Excerpted passage =>
----
SPOILER WARNING The following notes give away some of the plot.
Disconcertingly, after the tuneless rendering of the Star Spangled Banner that introduced Brewster McCloud, or the ‘Tokyo Rose’ transmissions that lent an insane kind of musical continuity to M*A*S*H, it is Leonard Cohen’s gentle ballad ‘The Stranger’ that both introduces and accompanies Robert Altman’s latest film, McCabe and Mrs. Miller. Disconcertingly but appropriately, to the point where one suspects Altman of extrapolating his scenario from the song rather than from the Edmund Naughton novel on which he and Brian McKay based their script. The film stubbornly defies analogies or easy pigeon-holing; but its mood is closer to that of Cohen’s writing, with its transitions from obscenity to finely wrought metaphor in the evocation of fear, tentatively raised hopes and final impenetrable loneliness, than to anything one had come to expect from Altman.
----
Data segment =>
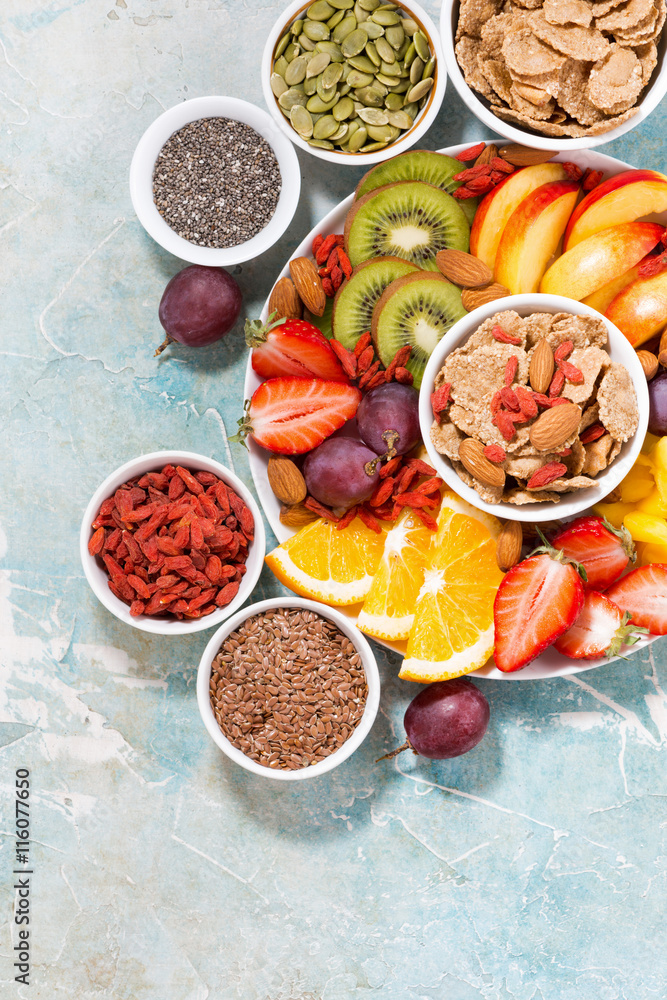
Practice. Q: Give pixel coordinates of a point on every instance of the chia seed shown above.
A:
(216, 182)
----
Exercise tasks =>
1. Name every film that the film review mentions by title.
2. From the film review, reproduce word for word the stretch that begins at the words "Disconcertingly, after the" and stops after "expect from Altman.".

Task solutions =>
1.
Brewster McCloud
M*A*S*H
McCabe and Mrs. Miller

2.
Disconcertingly, after the tuneless rendering of the Star Spangled Banner that introduced Brewster McCloud, or the ‘Tokyo Rose’ transmissions that lent an insane kind of musical continuity to M*A*S*H, it is Leonard Cohen’s gentle ballad ‘The Stranger’ that both introduces and accompanies Robert Altman’s latest film, McCabe and Mrs. Miller. Disconcertingly but appropriately, to the point where one suspects Altman of extrapolating his scenario from the song rather than from the Edmund Naughton novel on which he and Brian McKay based their script. The film stubbornly defies analogies or easy pigeon-holing; but its mood is closer to that of Cohen’s writing, with its transitions from obscenity to finely wrought metaphor in the evocation of fear, tentatively raised hopes and final impenetrable loneliness, than to anything one had come to expect from Altman.